**EXERCISE REQUIREMENTS**
Please write out all of the entries below again, substituting "Place a marker" for "Drop a pin" and leaving everything else unchanged. Omit the pictures from your version.

**ITEMS**
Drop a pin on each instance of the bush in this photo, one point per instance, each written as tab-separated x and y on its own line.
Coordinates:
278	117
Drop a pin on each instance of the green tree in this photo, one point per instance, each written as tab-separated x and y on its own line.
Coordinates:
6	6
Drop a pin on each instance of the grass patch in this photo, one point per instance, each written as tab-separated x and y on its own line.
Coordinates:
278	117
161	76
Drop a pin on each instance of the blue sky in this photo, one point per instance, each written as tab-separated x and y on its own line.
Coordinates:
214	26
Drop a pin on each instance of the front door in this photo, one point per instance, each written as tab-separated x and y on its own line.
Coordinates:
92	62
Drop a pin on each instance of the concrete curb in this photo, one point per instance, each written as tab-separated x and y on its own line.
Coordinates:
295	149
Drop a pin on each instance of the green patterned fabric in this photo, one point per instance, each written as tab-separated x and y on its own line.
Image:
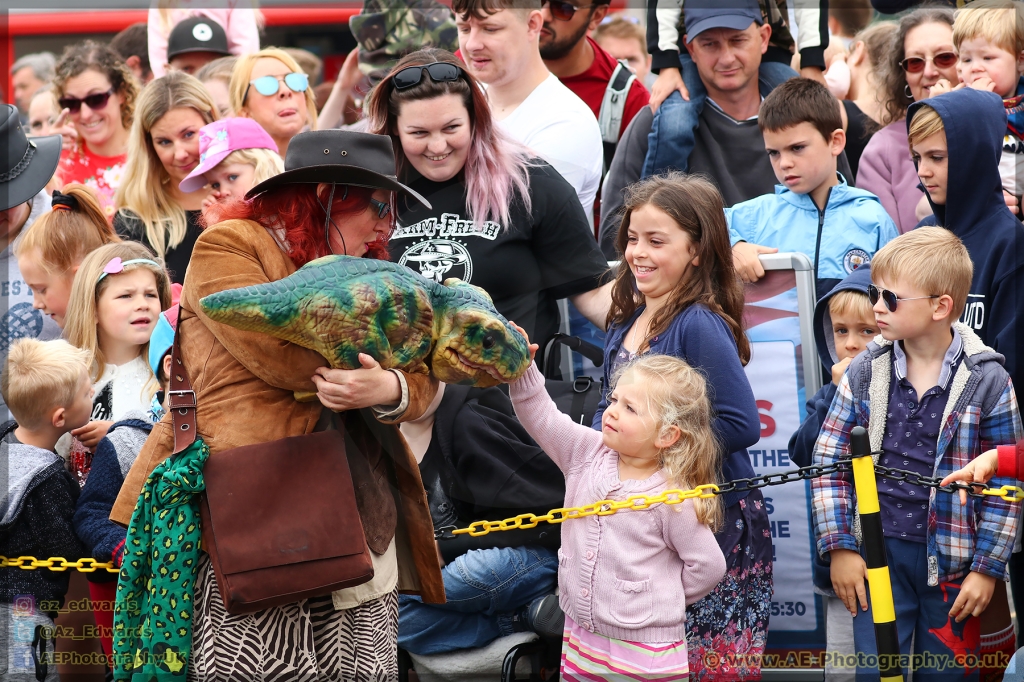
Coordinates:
153	614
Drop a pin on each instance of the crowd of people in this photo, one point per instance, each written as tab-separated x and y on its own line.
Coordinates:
520	146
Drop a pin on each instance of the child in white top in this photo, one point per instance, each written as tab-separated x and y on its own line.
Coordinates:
119	292
625	580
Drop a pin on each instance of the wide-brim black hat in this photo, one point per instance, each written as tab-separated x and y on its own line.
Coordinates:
28	164
343	157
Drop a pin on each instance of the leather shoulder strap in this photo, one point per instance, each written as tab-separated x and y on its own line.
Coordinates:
180	398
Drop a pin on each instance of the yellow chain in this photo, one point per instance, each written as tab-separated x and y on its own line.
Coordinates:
57	563
601	508
477	528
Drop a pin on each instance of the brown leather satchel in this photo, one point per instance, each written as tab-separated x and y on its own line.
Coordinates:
280	519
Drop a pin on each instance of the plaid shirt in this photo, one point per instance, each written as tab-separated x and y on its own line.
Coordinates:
981	413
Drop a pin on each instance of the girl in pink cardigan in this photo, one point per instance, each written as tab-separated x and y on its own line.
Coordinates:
625	579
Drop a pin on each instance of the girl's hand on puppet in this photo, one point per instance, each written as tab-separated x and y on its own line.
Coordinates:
354	389
532	346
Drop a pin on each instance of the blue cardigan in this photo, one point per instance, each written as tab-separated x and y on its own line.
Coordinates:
702	339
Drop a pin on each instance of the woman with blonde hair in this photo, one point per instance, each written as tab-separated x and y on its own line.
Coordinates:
270	88
163	151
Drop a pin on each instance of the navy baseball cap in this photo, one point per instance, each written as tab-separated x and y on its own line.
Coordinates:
704	14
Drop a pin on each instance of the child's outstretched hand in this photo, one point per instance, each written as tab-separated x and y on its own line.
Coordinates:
532	346
90	434
980	470
849	572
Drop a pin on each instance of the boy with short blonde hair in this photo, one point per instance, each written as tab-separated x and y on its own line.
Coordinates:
932	397
46	386
988	36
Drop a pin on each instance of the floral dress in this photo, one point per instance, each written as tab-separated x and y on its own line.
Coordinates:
102	174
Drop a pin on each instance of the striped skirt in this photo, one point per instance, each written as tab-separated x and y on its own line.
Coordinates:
588	656
305	641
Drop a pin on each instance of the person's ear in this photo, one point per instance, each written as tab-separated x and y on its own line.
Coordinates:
668	437
943	307
58	418
838	141
765	33
600	11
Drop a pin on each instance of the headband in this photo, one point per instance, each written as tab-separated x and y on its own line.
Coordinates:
61	202
116	265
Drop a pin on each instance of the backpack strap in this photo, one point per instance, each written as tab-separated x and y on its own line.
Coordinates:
613	105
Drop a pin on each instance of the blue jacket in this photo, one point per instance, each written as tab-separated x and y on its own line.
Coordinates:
102	538
850	230
980	414
704	340
802	442
976	212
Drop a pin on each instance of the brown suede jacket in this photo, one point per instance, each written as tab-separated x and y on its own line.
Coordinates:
244	384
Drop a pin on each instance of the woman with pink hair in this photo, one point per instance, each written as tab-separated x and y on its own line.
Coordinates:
502	218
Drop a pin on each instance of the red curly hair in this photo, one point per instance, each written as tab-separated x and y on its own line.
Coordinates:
300	211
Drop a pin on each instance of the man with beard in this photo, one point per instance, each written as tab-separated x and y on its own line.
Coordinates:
499	42
587	69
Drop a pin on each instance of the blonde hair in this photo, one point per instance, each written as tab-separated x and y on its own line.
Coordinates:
65	237
933	259
998	22
266	162
144	187
243	71
926	123
41	376
851	301
80	327
677	395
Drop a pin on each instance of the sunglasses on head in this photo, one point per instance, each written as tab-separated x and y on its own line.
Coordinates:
916	65
269	85
382	209
563	11
890	298
93	101
439	72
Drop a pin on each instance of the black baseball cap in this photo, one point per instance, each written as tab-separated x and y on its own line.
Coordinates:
197	34
701	15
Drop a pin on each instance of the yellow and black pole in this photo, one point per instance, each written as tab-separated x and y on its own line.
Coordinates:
883	610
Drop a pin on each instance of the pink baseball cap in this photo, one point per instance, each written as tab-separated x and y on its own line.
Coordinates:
218	139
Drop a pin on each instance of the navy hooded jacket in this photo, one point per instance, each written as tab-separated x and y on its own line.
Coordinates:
802	442
976	212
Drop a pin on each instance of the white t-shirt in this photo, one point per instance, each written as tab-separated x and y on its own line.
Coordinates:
560	128
1012	165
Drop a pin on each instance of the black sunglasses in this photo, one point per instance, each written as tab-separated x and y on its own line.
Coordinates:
440	72
382	208
94	101
916	65
890	298
563	11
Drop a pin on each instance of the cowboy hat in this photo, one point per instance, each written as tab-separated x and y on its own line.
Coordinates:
28	164
339	157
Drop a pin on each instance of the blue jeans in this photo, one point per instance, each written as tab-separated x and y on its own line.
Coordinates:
672	133
483	588
922	614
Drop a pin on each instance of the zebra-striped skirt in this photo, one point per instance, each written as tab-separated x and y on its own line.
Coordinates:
307	641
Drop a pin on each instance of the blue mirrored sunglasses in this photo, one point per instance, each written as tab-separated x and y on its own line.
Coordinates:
269	85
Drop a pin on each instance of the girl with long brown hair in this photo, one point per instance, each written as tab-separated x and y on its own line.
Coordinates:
677	294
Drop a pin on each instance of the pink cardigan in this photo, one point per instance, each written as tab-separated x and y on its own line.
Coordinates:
240	25
888	171
631	574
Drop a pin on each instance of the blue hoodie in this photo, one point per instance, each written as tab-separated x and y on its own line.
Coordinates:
976	212
847	233
802	442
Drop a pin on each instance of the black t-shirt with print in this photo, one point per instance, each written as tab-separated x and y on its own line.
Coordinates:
547	254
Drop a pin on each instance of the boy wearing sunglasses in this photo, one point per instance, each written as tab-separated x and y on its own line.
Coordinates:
933	396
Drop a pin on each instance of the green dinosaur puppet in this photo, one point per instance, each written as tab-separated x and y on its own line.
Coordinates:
341	306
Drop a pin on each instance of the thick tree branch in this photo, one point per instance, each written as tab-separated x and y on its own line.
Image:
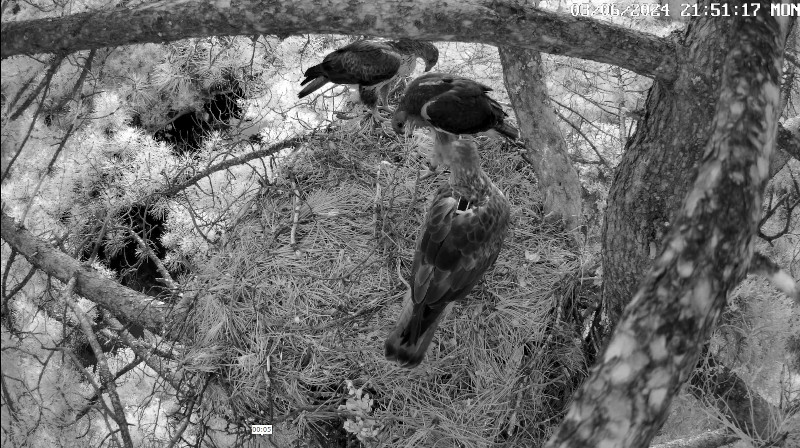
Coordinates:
713	439
706	254
486	21
123	302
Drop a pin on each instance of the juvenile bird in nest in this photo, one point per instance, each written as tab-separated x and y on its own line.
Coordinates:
372	65
451	106
461	238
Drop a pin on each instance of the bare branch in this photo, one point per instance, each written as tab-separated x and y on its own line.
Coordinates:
487	21
273	149
102	364
133	306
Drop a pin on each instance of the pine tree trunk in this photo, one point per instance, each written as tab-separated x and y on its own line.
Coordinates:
660	162
709	244
546	148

**OUTPUT OF THE TASK**
Place a marker on each instance of the bush in this photo, one point per instance, each written as tab-separated x and y on its own line.
Coordinates:
278	117
Place a marker on each instance of the green tree in this photo, one point per instance, each written as tab-separated x and y on its own line.
Coordinates:
6	6
Place a marker on each instance of the grass patch in this photo, one point per instance, each written as tab-separated x and y on its own line.
Coordinates:
278	117
161	76
Place a marker on each instance of the blue sky in this photo, one point per instance, each written as tab-separated x and y on its own line.
Coordinates:
214	26
Place a marker on each instance of the front door in this photo, one point per instance, each written as tab-separated x and y on its own line.
Coordinates:
92	62
Place a marker on each instance of the concrete curb in this photo, one point per instance, each written as tab-separated x and y on its own line.
Coordinates:
295	149
Place a marker on each instance of the green patterned fabric in this photo, one point per instance, each written as tab-separated x and y on its own line.
Image:
Coordinates:
153	614
Place a marker on each instance of the crowd of people in this photo, one point per instance, each written as tab-separated x and y on its own line.
Coordinates:
520	146
Place a marker on each instance of the child in white top in this photo, one point per instance, each written as tab-separated x and y on its own line.
Coordinates:
119	292
625	580
Place a marker on each instance of the wide-brim black hat in this photo, one point per instance, each written as tab-separated x and y on its own line.
Coordinates:
28	164
343	157
Place a marker on each instance of the leather shoulder strap in this photo, one point per instance, each written as tab-separated x and y on its own line.
Coordinates:
180	398
Place a marker on each instance of the yellow chain in this photo, one point per instance, each written as tab-separated x and y on its own line.
Coordinates:
57	563
601	508
477	528
Place a marker on each instance of the brown leather satchel in this photo, one point per instance, each written as tab-separated x and y on its own line.
Coordinates:
280	519
Place a marker on each instance of the plaid shirt in this photo, one point per instance, each written as tab-separated x and y on its own line.
Coordinates:
981	413
Place a marker on each instance of the girl in pink cardigan in this photo, one point per instance, each written as tab-separated x and y on its own line.
Coordinates:
625	579
Place a marker on each instance of the girl's hand on puppet in this photo, one point per instance, each written as tab-separated x and y on its own line.
Coordinates:
354	389
532	346
Place a marker on each instance of the blue cardigan in this photo, one point per instance, each written as tab-separated x and y on its own line.
Coordinates:
702	339
Place a marker on each instance of the woman with blonde hair in this photo, one point per instance, each written as tab-separated x and y on its own line.
Coordinates:
270	88
163	151
Place a marker on each instance of the navy baseball cap in this photo, one point per instance, each written as tab-separated x and y on its own line.
Coordinates:
704	14
Place a marker on each instance of the child's outstretched hand in this photo, one point per instance, each written as tab-separated x and y on its own line.
Coordinates:
532	346
90	434
980	470
849	572
Place a marker on each instance of the boy with short blonde hair in this photo, one point per instance, each written as tab-separated x and y on its own line.
Coordinates:
932	397
46	386
988	36
Place a marker on each instance of the floral dress in this photo, one point per instance, each written as tab-separated x and y on its own line.
Coordinates:
102	174
Place a marker on each instance of the striped skirt in this photo, one point per instance, each written as tab-separated x and y on its own line.
Coordinates:
588	656
305	641
Place a marker on each instance of the person's ear in this photo, one point per instance, each written as tab-separated x and y on its own line.
Coordinates:
668	437
943	307
58	418
838	141
765	33
600	11
Place a marker on each instance of the headband in this photo, one point per instance, each written as tab-separated x and y on its own line.
Coordinates:
61	202
116	265
Place a marker on each instance of the backpack strap in this photo, one point per instance, each written as tab-separated x and y on its own line.
Coordinates:
613	105
Place a marker on each instance of the blue jacket in this photo, one point per instance, each written as tab-separated x and y on its own line.
Coordinates:
102	538
850	230
980	414
704	340
802	442
976	212
Place a marker on each instance of the brown suede jacket in this photo, one point per instance, each written as tab-separated x and y on its own line.
Coordinates:
244	384
Place a marker on each instance of the woman with pink hair in this photo, one point per instance, each written as tab-separated x and y on its own line.
Coordinates:
502	218
Place a marker on each instance of the red curly hair in this photo, one point per instance, each written as tab-separated x and y on its own line.
Coordinates:
300	211
Place a marker on each instance of the man with beard in this photo, one point per instance, each written as tab-separated x and y on its own line.
Coordinates:
499	42
587	69
Place a marker on each instance of the blonde hair in this photo, one point per instance, each written as tab-separated x and y on its own line.
Coordinates:
65	237
933	259
998	22
266	162
144	187
243	71
926	123
41	376
851	301
80	327
677	395
Place a marker on each instance of the sunglasses on head in this photo, one point per instance, each written as tab-separated x and y on its own line.
Coordinates:
916	65
269	85
382	209
563	11
890	298
93	101
439	72
Place a marker on each instance of the black baseball cap in this photo, one point per instance, each written as tab-separated x and y on its own line.
Coordinates:
197	34
701	15
Place a marker on each instance of the yellow and black pole in this photo, one point per instance, each written as tab-separated x and y on its own line.
Coordinates:
883	610
Place a marker on each instance of the pink baseball cap in this photo, one point per instance, each written as tab-separated x and y on its own line.
Coordinates:
218	139
Place a marker on each instance of the navy hooded jacket in this photo, one point per instance, each written as tab-separated x and y on its own line.
Coordinates:
802	442
976	212
Place a marker on each instance of the white t-shirt in this photo, one point per instance, each written as tab-separated x and y on its own line.
Coordinates:
560	128
1012	165
Place a marker on each instance of the black sunglasses in this photo, one point per instance, each written as tab-separated x and y on its own line.
Coordinates:
440	72
382	208
94	101
916	65
890	298
563	11
Place a marker on each instance of the cowboy hat in this photo, one point per instance, each written as tab-separated x and y on its own line.
Coordinates:
28	164
339	157
Place a marker on each instance of the blue jeans in this photo, one point per instance, each written as tab-separated x and y on its own line.
Coordinates:
672	133
483	588
922	614
Place a marker on each instance of the zebra-striped skirt in this photo, one point per instance, each written as tab-separated x and y on its own line.
Coordinates:
307	641
Place a marker on each instance of the blue mirrored sunglasses in this photo, one point per instance, each written as tab-separated x and y on its own line.
Coordinates:
269	85
Place a marker on each instance of the girl with long brown hair in this photo, one point per instance, each written as tab-separated x and y on its own line.
Coordinates:
677	294
Place a marker on each instance of the pink cardigan in this photo, one point per instance, each written as tab-separated x and y on its own line.
Coordinates:
240	25
888	171
631	574
Place a marker on each instance of the blue hoodie in this photo, one point per instance, each written as tab-separated x and y on its own line.
Coordinates:
976	212
847	233
802	442
Place a marker on each instance of the black t-shirt with print in this photo, one point per instance, each written as tab-separated x and y on its own line.
Coordinates:
547	254
Place a marker on each instance of the boy wearing sunglasses in this photo, one point per instance, each written as tab-separated x and y on its own line.
Coordinates:
933	396
Place a marker on each instance of the green dinosaur puppet in this photo, one point per instance, each written as tab-separated x and y on its own line.
Coordinates:
341	306
Place a marker on each instance of the thick tree branch in this photo, one point per instance, each written as tab-separated x and y on its own line.
Image:
Coordinates:
713	439
706	254
486	21
123	302
Place a marker on each instance of the juvenile bird in nest in this photo, one point per instance, each written as tab-separated x and y on its own line.
Coordinates:
372	65
451	106
461	238
Place a marker on each instance of the bare branch in this photo, one point per instance, each written as tab-separated x and y on its own line.
Coordinates:
487	21
273	149
102	364
133	306
Place a marker on each instance of the pine tree trunk in this photo, one point per instance, each written as tab-separated x and y on its own line.
Coordinates:
660	162
709	244
546	148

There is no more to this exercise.